Passage to read:
# # # #

I don't think setting prev_steal_time to smaller value is right
thing to do. 

Beside, I don't think we need to check for overflow condition for
cputime variables (it will happen after 279 years :-). So instead
of introducing signed steal_delta variable I would just add
below check, which should be sufficient to fix the problem:

	if (unlikely(steal <= this_rq()->prev_steal_time))
		return 0;

Thanks
Stanislaw
Peter Zijlstra Oct. 10, 2017, 12:48 p.m. UTC | #4
On Tue, Oct 10, 2017 at 02:42:01PM +0200, Stanislaw Gruszka wrote:
> > > +		u64 steal, steal_time;
> > > +		s64 steal_delta;
> > > +
> > > +		steal_time = paravirt_steal_clock(smp_processor_id());
> > > +		steal = steal_delta = steal_time - this_rq()->prev_steal_time;
> > > +
> > > +		if (unlikely(steal_delta < 0)) {
> > > +			this_rq()->prev_steal_time = steal_time;
> 
> I don't think setting prev_steal_time to smaller value is right
> thing to do.

# # # #

(Records)

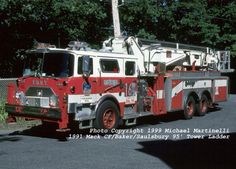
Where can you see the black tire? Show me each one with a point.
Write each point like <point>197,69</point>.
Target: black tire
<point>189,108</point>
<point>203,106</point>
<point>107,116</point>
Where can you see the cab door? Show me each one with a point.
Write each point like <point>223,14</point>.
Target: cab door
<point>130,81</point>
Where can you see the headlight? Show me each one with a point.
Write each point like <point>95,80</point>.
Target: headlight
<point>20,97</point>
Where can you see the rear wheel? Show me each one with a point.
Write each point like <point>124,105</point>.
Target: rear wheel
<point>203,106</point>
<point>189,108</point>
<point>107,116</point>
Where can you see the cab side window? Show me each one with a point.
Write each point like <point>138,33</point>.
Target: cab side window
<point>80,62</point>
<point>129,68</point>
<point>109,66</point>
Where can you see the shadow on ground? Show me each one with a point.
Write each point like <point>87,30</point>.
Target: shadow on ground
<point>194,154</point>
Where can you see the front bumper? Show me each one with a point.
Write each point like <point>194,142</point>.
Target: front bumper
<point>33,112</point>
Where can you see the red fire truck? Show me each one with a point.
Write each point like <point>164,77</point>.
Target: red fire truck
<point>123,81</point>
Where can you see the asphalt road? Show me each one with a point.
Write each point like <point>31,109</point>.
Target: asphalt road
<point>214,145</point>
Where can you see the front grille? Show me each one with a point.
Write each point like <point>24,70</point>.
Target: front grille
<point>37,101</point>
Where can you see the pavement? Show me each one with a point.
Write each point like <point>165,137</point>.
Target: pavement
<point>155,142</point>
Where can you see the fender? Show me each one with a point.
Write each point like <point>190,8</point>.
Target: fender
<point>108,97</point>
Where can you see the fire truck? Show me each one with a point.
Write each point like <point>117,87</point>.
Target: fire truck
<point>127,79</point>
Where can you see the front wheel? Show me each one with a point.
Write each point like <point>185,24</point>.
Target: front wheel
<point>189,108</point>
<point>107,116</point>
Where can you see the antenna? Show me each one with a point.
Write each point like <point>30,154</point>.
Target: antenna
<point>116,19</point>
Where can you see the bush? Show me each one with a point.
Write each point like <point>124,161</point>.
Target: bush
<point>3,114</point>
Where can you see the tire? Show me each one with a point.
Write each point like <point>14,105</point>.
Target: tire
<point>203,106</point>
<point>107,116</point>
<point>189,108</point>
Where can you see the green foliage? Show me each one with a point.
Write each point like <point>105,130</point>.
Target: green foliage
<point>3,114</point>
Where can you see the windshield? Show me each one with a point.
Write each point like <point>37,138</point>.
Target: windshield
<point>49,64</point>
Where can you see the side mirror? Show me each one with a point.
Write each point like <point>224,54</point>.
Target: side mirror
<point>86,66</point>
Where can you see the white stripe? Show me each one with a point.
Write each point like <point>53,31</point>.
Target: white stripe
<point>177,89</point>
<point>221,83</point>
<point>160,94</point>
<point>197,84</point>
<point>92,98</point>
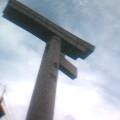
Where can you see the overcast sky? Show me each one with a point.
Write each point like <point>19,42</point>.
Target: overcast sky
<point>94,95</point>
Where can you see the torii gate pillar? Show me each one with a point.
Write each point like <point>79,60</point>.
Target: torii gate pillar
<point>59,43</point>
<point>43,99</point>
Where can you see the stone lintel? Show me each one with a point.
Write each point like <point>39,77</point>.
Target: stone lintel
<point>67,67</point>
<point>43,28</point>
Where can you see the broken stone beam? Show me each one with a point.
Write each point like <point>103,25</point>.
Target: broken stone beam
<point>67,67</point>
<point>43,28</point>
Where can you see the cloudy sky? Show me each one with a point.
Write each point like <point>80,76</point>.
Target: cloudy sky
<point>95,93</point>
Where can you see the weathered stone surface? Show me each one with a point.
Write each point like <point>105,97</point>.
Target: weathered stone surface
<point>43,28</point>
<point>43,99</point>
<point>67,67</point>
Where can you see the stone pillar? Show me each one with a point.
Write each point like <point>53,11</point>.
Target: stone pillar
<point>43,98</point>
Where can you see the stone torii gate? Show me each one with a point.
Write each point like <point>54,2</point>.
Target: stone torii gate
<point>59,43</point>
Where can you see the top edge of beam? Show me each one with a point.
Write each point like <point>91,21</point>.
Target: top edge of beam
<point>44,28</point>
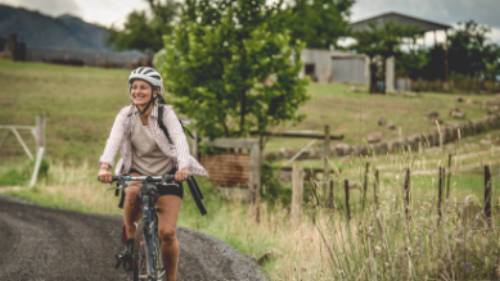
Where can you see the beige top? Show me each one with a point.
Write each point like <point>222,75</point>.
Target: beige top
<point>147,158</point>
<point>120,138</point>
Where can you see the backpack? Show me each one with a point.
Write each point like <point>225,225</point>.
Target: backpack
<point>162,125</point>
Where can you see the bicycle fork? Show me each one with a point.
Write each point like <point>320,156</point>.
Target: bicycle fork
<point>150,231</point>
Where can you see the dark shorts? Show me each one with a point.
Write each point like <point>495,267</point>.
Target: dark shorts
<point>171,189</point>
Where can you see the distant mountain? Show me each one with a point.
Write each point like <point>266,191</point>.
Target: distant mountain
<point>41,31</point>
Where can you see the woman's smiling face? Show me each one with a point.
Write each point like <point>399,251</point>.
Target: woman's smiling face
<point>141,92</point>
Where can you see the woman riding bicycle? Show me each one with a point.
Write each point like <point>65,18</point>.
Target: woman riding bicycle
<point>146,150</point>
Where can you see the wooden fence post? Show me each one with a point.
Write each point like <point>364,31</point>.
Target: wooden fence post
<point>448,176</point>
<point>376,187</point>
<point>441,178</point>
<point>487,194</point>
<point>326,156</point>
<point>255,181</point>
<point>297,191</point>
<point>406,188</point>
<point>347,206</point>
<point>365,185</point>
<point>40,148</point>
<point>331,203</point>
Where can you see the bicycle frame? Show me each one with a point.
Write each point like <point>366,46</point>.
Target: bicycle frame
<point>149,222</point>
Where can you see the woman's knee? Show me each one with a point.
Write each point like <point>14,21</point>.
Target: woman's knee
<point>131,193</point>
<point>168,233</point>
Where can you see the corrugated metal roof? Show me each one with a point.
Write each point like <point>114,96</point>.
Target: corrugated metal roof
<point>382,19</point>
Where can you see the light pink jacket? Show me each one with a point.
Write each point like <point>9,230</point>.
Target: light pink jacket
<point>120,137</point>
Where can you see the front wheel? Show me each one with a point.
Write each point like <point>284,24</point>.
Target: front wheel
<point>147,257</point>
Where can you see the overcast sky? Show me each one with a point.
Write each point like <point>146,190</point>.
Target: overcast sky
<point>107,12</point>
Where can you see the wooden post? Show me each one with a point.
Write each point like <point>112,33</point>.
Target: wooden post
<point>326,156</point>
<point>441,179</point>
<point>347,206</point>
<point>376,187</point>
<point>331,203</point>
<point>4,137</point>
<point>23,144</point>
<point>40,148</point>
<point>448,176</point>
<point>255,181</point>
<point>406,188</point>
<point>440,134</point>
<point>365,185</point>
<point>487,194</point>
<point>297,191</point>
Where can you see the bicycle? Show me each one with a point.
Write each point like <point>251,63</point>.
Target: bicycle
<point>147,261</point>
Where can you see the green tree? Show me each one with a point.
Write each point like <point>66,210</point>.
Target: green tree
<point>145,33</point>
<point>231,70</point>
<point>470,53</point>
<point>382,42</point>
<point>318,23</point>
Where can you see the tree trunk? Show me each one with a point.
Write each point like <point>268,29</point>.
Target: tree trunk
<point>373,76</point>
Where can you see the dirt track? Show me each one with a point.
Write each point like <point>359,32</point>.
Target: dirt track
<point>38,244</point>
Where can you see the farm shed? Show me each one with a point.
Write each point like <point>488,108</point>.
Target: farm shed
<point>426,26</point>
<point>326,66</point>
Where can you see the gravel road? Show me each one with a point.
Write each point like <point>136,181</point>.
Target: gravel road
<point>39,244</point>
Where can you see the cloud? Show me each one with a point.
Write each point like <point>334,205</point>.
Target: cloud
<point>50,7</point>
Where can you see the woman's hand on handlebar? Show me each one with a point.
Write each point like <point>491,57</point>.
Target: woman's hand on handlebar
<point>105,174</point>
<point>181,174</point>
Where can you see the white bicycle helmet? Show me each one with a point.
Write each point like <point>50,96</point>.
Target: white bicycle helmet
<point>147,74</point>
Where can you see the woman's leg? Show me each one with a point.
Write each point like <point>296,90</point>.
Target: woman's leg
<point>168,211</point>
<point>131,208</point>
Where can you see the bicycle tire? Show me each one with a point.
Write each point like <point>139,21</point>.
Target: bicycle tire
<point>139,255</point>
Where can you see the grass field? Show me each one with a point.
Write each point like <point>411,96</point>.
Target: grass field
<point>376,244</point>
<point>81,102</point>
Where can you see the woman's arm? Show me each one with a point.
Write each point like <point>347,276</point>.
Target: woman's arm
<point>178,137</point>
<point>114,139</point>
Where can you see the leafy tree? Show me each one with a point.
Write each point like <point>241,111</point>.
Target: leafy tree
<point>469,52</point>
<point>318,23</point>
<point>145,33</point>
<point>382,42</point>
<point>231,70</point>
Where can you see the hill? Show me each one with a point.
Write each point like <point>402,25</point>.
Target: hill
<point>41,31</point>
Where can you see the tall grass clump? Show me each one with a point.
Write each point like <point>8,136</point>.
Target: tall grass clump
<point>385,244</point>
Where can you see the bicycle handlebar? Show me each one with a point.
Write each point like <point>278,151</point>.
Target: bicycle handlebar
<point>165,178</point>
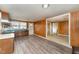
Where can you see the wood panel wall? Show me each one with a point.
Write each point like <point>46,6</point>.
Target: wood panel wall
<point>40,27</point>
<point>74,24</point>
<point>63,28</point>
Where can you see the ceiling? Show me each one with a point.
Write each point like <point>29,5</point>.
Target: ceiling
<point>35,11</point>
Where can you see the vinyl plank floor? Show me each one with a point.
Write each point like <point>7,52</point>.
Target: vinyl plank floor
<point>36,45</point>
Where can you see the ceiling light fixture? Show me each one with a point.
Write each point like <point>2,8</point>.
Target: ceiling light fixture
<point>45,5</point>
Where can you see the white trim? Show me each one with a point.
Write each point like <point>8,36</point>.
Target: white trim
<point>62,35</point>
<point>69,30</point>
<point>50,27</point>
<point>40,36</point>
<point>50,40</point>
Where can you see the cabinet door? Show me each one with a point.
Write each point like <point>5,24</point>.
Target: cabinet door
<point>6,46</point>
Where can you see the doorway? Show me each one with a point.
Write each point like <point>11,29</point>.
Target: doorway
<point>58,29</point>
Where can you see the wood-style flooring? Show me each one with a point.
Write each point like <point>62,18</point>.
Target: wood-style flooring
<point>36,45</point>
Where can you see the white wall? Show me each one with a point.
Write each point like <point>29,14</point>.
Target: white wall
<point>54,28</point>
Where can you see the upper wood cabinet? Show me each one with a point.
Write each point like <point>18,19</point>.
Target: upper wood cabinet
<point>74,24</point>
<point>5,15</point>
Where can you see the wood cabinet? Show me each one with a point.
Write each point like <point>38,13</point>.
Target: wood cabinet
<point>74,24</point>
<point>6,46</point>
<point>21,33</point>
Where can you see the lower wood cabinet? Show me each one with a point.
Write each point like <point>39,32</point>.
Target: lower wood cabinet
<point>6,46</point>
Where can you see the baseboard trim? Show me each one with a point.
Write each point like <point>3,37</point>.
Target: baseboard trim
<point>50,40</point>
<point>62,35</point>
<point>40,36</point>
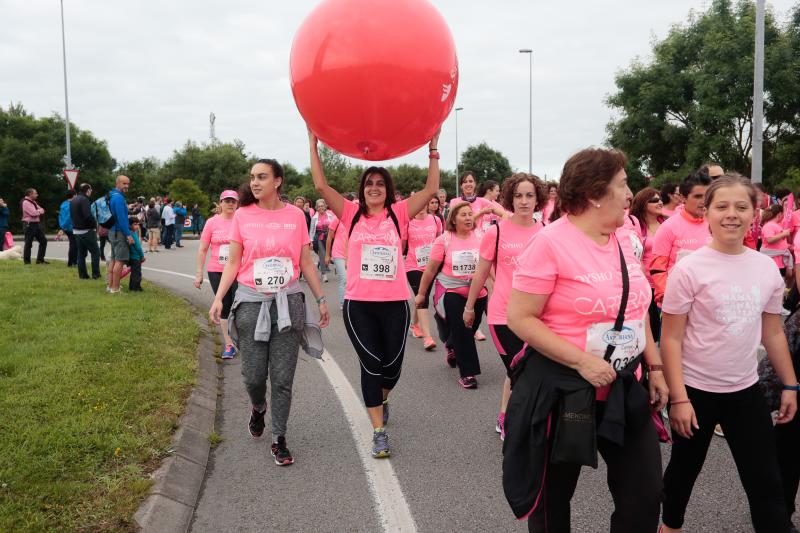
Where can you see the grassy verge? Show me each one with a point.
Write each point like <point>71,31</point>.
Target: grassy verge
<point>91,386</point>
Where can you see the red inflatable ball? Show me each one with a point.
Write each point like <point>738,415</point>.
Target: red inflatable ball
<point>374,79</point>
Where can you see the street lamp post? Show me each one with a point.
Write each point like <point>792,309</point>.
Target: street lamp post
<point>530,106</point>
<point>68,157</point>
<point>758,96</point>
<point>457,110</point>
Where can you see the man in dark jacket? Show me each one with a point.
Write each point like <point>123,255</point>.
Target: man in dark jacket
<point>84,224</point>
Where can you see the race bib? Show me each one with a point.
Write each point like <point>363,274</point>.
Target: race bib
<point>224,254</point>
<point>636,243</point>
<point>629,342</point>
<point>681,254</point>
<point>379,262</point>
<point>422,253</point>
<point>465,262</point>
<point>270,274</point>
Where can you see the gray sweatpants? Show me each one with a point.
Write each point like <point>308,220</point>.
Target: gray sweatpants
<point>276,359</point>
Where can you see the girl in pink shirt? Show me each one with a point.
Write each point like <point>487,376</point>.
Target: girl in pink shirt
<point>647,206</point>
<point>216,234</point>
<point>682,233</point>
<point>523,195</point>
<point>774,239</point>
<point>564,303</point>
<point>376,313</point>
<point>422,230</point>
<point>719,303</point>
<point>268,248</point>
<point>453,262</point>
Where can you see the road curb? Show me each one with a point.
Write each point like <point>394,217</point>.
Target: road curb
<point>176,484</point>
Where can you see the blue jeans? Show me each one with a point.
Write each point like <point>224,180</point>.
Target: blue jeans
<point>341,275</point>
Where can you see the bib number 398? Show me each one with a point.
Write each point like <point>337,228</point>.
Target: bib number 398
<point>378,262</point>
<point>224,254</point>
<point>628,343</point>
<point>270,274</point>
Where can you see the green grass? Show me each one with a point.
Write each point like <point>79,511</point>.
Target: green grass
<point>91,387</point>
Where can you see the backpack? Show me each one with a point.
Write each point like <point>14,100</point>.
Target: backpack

# # # #

Tasks to carry out:
(a) Decide whether each statement agrees with the steal-time discussion. Answer yes or no, and quote the words of the text that settle it.
(i) The writer considers an overflow check for cputime variables necessary.
(ii) The writer estimates that an overflow would occur after 279 years.
(iii) The proposed check returns 0 when steal is less than or equal to prev_steal_time.
(b) According to the steal-time discussion, what would the writer leave out, choosing to add a single check instead?
(c) Carry on the steal-time discussion from the point where the text stops.

Outputs by task:
(a)
(i) No: "I don't think we need to check for overflow condition for cputime variables"
(ii) Yes: "it will happen after 279 years"
(iii) Yes: "if (unlikely(steal <= this_rq()->prev_steal_time))" followed by "return 0;"

(b) A signed steal_delta variable.

(c)
> 
> Beside, I don't think we need to check for overflow condition for
> cputime variables (it will happen after 279 years :-). So instead
> of introducing signed steal_delta variable I would just add
> below check, which should be sufficient to fix the problem:
> 
> 	if (unlikely(steal <= this_rq()->prev_steal_time))
> 		return 0;

How about you just fix up paravirt_steal_time() on migration and not
muck with the users ?
Rik van Riel Oct. 10, 2017, 2:01 p.m. UTC | #5
On Tue, 2017-10-10 at 14:48 +0200, Peter Zijlstra wrote:
> On Tue, Oct 10, 2017 at 02:42:01PM +0200, Stanislaw Gruszka wrote:
> > > > +		u64 steal, steal_time;
> > > > +		s64 steal_delta;
> > > > +
> > > > +		steal_time =
> > > > paravirt_steal_clock(smp_processor_id());
> > > > +		steal = steal_delta = steal_time - this_rq()-
> > > > >prev_steal_time;
> > > > +
> > > > +		if (unlikely(steal_delta < 0)) {
> > > > +			this_rq()->prev_steal_time =
> > > > steal_time;
> > 
> > I don't think setting prev_steal_time to smaller value is right
> > thing to do.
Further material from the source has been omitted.